My first Dom wasn't working out at the time, treating me more like a sex slave than a sub, and there were many signs that the relationship wasn't working out, especially because he was the boyfriend of my roommate, and I was jealous around the two of them.
My current Dom (the one I broke up with) talked to me for six weeks straight, repeatedly telling me how he could help me and how he was the better Dom. He was going to help me realize my full potential in school so that I would learn self-management and other important skills so that I could eventually succeed on my own. He had experience with other subs in the past and his offer appealed to me, but I was hesitant because I was afraid of crossing into new territory with him by becoming his sub.
I finally became his sub three weeks ago, and in one night he was able to positively help me, more so than my first Dom had. About the same time, my boyfriend (friend at the time) started showing large amounts of interest in me and said he wanted to "hang out". I did, finding him an interesting guy with a lot in common with me. Last week, he took me over to his house to make me dinner and watch a movie, and it was sweet. I was hesitant again, especially when he got embarrassed when his mom invited me over for Christmas and he didn't want me to interpret that as us dating. We ended the night making out and I also had sex with him a few nights later. Around this time, I had been feeling emotionally deprived from my Dom, and I had missed him over break but hadn't really seen him much. I selfishly used my friend to gain some emotional fulfillment. My boyfriend also knew I was in a relationship at the time and said he was "fighting" for me, especially when he sensed I was having doubts about my Dom.
I never should have allowed myself to go hang out with him at any time. I owed loyalty to my Dom, who did not want me with anyone else except him, because he knew I wasn't emotionally stable nor was I balanced as a person to be in a good balanced relationship like the one my boyfriend expects of me.

DATA SECTION -
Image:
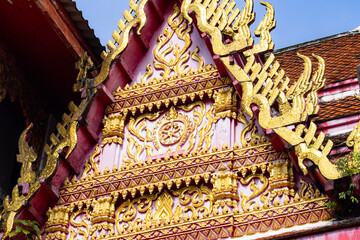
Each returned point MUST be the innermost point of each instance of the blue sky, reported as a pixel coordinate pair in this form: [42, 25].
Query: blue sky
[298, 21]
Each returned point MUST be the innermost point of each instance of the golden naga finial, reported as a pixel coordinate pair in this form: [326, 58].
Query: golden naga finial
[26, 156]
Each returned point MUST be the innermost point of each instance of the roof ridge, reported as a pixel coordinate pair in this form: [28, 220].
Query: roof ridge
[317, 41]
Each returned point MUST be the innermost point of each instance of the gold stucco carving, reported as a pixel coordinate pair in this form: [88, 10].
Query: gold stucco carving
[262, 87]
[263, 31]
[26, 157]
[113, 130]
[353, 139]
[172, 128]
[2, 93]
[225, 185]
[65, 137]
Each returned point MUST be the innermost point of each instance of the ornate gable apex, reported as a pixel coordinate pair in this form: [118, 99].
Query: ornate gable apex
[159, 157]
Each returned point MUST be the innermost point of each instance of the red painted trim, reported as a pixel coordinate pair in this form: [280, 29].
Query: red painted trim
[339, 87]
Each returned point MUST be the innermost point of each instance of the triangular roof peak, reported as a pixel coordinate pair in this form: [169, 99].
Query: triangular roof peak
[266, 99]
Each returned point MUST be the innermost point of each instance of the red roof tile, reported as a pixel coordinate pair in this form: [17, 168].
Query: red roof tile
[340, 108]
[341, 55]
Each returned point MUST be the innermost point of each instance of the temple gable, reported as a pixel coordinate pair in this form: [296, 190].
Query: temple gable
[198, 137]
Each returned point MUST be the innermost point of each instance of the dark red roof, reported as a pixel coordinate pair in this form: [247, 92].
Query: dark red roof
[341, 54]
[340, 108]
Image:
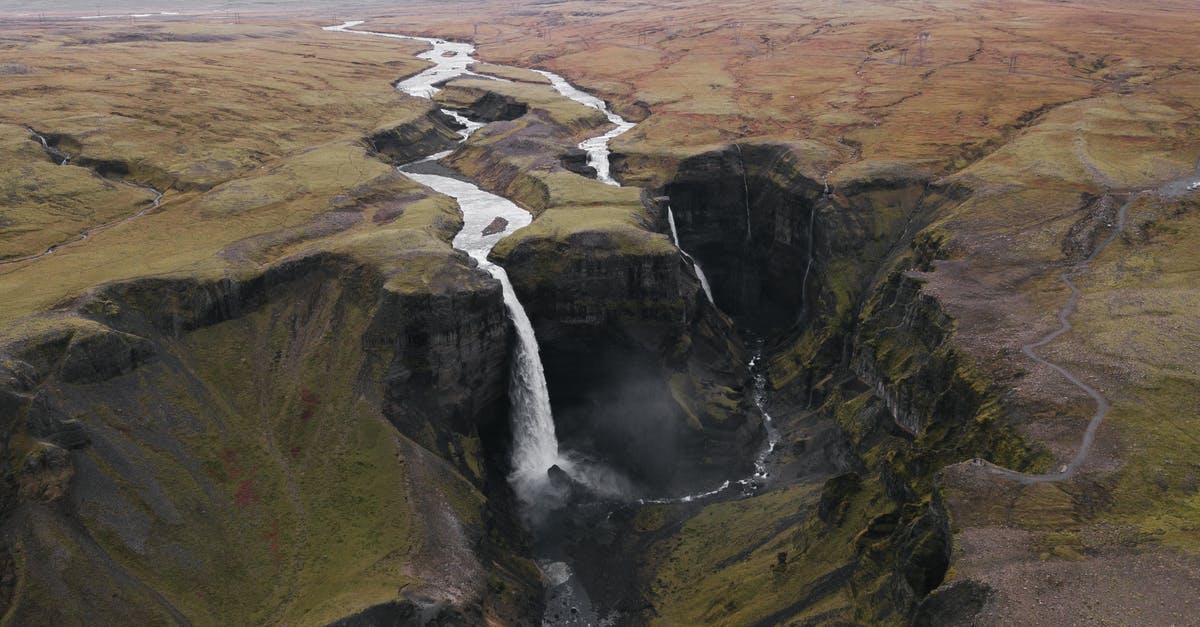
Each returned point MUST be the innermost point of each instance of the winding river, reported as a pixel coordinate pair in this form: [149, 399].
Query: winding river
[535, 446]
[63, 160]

SET TASKS -
A. Per the relationship account, why did the current Dom not want the writer with anyone except him?
B. Switch "innermost" to "central" in the part of the entries that opens with the line containing "form: [17, 168]." and closes at the end of the entries, and leave everything else unchanged. Omit the pictures from the output.

COMPLETE ANSWERS -
A. He knew the writer was not emotionally stable and was not balanced enough as a person to be in a good, balanced relationship like the one the boyfriend expects.

B.
Each returned point MUST be the central point of each instance of the red roof tile, reported as a pixel coordinate pair in this form: [17, 168].
Query: red roof tile
[340, 108]
[341, 55]
Each returned point MUST be the central point of each instance of the temple gable, reported as a pixel coordinate pair in this form: [296, 190].
Query: temple gable
[198, 137]
Each returned point MUST be the central point of each instance of the dark red roof, reported as a pixel coordinate pair in this form: [247, 92].
Query: dark red roof
[341, 54]
[340, 108]
Image:
Each returned point MUST be the central point of each instance of the winding river, reported as a pixel coordinate pair in this form: [149, 399].
Query: winding river
[535, 446]
[63, 160]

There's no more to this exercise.